Look below for the line with "the paved ground.", then give it again exactly, along with every line that comes after it, the final line included.

» **Available records**:
▶

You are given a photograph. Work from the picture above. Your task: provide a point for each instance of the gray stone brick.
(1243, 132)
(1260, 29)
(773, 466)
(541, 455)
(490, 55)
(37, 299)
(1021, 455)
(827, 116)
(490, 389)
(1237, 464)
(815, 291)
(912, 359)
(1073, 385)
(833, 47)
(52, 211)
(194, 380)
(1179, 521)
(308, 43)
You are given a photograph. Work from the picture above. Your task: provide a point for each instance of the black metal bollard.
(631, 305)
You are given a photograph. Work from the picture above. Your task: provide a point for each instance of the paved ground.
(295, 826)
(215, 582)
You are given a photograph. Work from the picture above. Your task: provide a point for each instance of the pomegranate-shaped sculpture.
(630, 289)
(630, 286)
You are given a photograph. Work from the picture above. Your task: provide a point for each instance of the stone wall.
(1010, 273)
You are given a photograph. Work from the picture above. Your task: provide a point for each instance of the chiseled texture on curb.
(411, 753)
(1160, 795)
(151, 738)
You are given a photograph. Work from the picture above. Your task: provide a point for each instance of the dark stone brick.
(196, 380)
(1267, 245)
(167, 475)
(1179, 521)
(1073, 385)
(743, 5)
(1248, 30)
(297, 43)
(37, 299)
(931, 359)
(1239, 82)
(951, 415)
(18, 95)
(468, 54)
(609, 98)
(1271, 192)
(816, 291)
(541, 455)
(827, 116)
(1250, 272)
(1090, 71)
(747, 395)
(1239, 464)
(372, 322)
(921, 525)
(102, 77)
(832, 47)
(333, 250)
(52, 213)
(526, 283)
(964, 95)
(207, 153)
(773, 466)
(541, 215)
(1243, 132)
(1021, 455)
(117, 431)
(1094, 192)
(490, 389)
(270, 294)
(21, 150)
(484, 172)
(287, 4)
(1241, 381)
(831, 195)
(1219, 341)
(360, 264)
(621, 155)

◀

» **Solution**:
You are given a photograph. Work from the picture above. Your task: provide a point for each instance of the paved ground.
(295, 826)
(215, 582)
You are given a photograph. Work from the picture above. Your task: provide a point for each instance of the pomegranate-shaped sculpture.
(630, 289)
(630, 286)
You are given a photograph. Work from the picture above. Your task: provide a point for each instance of the stone wall.
(1010, 273)
You are given a photograph. Work from the picture above. Your task: provide a point for each instance of the chiseled texture on curb.
(411, 753)
(1160, 795)
(151, 738)
You are given a photograph. Work from the picture above. Your task: provide a point for each instance of the dark stone brick.
(196, 380)
(1267, 245)
(167, 475)
(1179, 521)
(1073, 385)
(743, 5)
(1248, 30)
(297, 43)
(37, 299)
(931, 359)
(1239, 82)
(951, 415)
(18, 95)
(468, 54)
(609, 98)
(1271, 192)
(816, 291)
(541, 455)
(827, 116)
(1250, 272)
(1090, 71)
(747, 395)
(1239, 464)
(372, 322)
(921, 525)
(102, 77)
(832, 47)
(333, 250)
(52, 213)
(526, 283)
(964, 95)
(207, 153)
(773, 466)
(541, 215)
(1243, 132)
(1021, 455)
(117, 431)
(1094, 192)
(490, 389)
(270, 294)
(21, 150)
(484, 172)
(287, 4)
(1241, 381)
(831, 195)
(1219, 341)
(360, 264)
(621, 155)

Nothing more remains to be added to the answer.